Top of The records

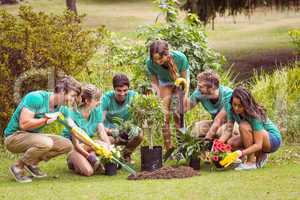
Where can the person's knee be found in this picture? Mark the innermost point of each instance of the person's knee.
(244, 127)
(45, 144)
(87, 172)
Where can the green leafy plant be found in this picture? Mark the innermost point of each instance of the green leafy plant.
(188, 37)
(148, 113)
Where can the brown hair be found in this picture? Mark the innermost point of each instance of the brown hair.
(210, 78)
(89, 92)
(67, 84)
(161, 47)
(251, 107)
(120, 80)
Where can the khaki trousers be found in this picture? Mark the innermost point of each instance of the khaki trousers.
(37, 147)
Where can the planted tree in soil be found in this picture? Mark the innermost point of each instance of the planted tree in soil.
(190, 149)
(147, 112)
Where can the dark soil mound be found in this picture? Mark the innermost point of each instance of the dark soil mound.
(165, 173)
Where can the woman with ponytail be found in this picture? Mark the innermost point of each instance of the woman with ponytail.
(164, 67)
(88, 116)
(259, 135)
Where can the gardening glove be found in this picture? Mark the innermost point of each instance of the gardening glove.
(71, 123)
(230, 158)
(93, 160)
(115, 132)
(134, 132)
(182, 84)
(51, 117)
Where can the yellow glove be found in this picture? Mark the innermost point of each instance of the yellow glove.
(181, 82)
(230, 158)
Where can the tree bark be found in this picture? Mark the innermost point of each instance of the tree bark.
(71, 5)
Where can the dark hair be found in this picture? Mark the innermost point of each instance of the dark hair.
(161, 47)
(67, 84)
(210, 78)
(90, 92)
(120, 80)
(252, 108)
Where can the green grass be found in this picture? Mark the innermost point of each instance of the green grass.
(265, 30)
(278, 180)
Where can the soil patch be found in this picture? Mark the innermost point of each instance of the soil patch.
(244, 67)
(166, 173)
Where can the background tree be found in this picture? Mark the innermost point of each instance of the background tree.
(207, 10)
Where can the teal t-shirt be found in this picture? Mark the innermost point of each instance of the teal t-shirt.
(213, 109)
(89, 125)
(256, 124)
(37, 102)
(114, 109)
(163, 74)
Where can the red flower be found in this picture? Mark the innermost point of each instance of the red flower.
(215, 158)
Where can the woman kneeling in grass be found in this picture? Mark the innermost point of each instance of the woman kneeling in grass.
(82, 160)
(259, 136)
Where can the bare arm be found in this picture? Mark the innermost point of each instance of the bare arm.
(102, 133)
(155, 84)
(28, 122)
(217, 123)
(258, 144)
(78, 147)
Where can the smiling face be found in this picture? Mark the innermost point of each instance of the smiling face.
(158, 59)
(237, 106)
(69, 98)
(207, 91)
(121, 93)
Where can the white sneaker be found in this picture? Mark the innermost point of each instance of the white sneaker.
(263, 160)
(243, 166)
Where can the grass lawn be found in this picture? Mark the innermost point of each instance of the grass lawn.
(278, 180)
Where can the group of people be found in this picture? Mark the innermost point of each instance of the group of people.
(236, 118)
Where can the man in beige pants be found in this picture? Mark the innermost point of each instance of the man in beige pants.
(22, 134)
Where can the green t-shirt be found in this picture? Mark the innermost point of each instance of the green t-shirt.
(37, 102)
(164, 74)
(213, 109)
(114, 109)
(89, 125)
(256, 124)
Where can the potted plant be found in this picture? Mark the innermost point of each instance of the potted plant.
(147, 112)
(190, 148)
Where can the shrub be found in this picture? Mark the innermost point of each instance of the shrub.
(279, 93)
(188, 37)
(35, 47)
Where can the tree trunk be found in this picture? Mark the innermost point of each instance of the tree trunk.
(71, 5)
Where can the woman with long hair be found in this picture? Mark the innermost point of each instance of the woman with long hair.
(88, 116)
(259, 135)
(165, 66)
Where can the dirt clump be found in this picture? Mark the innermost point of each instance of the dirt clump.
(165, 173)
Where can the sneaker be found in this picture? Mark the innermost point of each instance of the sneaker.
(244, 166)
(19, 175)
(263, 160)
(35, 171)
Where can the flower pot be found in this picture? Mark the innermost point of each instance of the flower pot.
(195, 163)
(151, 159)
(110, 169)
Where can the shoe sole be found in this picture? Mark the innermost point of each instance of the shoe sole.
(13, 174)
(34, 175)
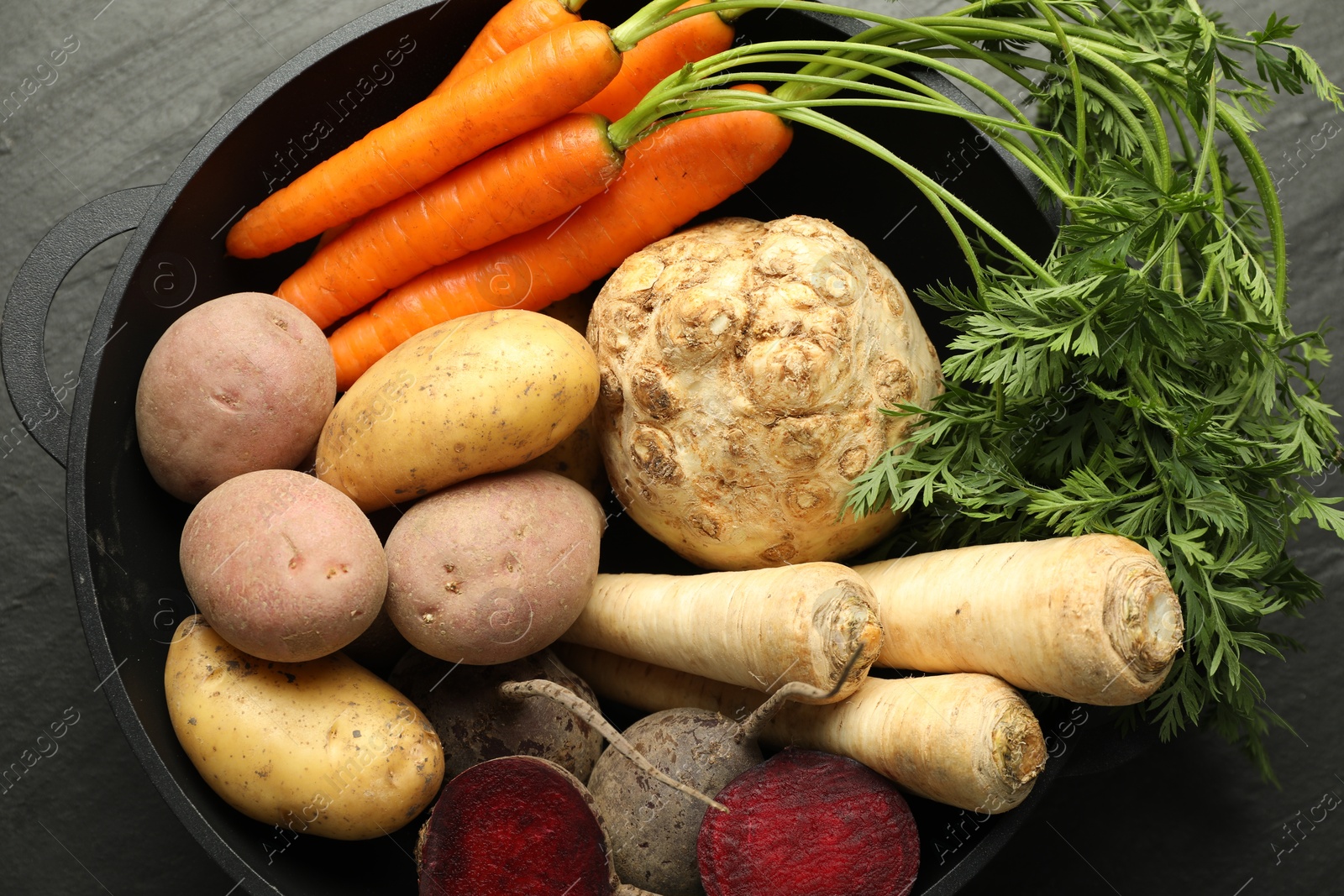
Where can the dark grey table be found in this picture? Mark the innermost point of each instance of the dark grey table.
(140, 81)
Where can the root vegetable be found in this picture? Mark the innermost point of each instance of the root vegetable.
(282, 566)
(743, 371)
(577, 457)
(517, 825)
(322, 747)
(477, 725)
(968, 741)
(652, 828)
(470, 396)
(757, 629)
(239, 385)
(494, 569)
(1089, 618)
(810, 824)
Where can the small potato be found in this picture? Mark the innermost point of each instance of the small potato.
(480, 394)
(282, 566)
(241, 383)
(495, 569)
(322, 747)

Bottom of The records

A faithful copy is required of the lines from the one with "Where can the dark grey" through the last line of the data; please add nothing.

Where can the dark grey table be found in this picture? Mark the innermost point of each instance of the dark grey table.
(140, 81)
Where can the root vegetable be found in this picture? Mark the innermost point of each instance of the root vegetable.
(282, 566)
(743, 371)
(577, 457)
(517, 825)
(322, 747)
(477, 725)
(968, 741)
(652, 828)
(470, 396)
(757, 629)
(239, 385)
(494, 569)
(1089, 618)
(810, 824)
Where can the small potato be found in this picture? Mark the innermost point of each instance of the small potato.
(480, 394)
(282, 566)
(241, 383)
(495, 569)
(322, 747)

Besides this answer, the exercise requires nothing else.